> _任务材料_:
_ _ _

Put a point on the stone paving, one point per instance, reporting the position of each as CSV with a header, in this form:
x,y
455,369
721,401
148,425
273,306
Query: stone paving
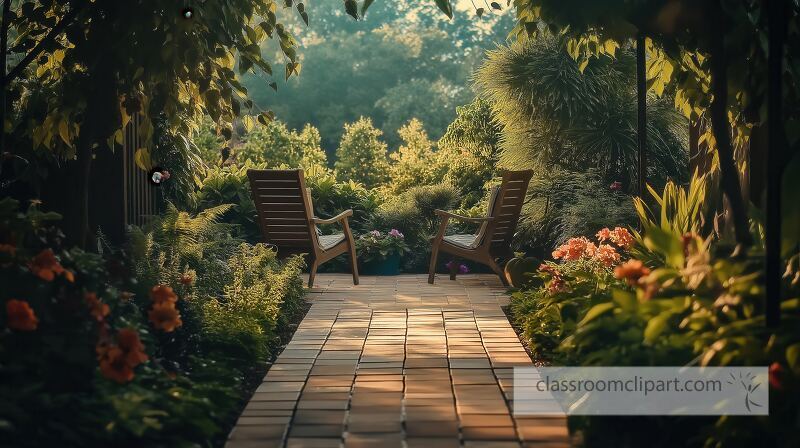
x,y
396,362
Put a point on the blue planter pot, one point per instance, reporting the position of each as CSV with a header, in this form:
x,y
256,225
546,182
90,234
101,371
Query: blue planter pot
x,y
388,266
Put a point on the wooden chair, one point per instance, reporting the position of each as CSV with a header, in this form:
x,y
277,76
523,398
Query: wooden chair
x,y
493,238
286,217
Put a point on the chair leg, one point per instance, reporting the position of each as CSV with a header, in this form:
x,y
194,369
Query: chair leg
x,y
497,270
312,273
453,268
353,262
432,268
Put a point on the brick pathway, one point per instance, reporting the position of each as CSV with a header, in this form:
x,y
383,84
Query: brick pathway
x,y
396,362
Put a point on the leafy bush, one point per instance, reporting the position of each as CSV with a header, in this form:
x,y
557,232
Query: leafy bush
x,y
332,197
415,162
469,149
97,373
376,246
563,203
229,185
361,156
275,145
681,299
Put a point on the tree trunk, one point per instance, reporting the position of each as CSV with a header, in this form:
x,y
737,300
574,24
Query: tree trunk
x,y
729,177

_ _ _

> _书面指令_: 将以上全部记录逐行原样重新给出，图片不要包含在内。

> _书面回答_:
Put a point on the stone paving, one point per instance, reporting the position of each as CSV with a header, in this form:
x,y
455,369
721,401
148,425
273,306
Query: stone paving
x,y
396,362
Put a point on the blue planter pot, one point per instance, reporting the position of each as CSV with a header, in this form:
x,y
256,225
546,182
90,234
101,371
Query: blue planter pot
x,y
388,266
Put a point on the wooden chair, one point per instance, reporting the position of each as CSV with a header, in this form:
x,y
277,76
523,398
Query: wooden chair
x,y
493,238
286,217
Put a point on the chair leg, one point per instance, reporting the position of each as CSV with a header, in this form:
x,y
194,369
Query: chair leg
x,y
497,270
312,273
453,268
353,262
432,268
Put a point on the brick pathway, one point per instance, reporting the position of each as CSV with a header, in this form:
x,y
383,84
Query: brick pathway
x,y
396,362
Put a point on the leafy bush, one point per instance, reporting the position of each as CSV with a header, in this form:
x,y
557,232
Query: leafy bush
x,y
332,197
415,162
469,149
97,373
376,246
563,203
229,185
361,156
275,145
681,299
Put a point on the tree trunk, one point per instance, reporting the position of each as CSV with a header, in this form:
x,y
737,300
574,24
Query: tree trunk
x,y
729,177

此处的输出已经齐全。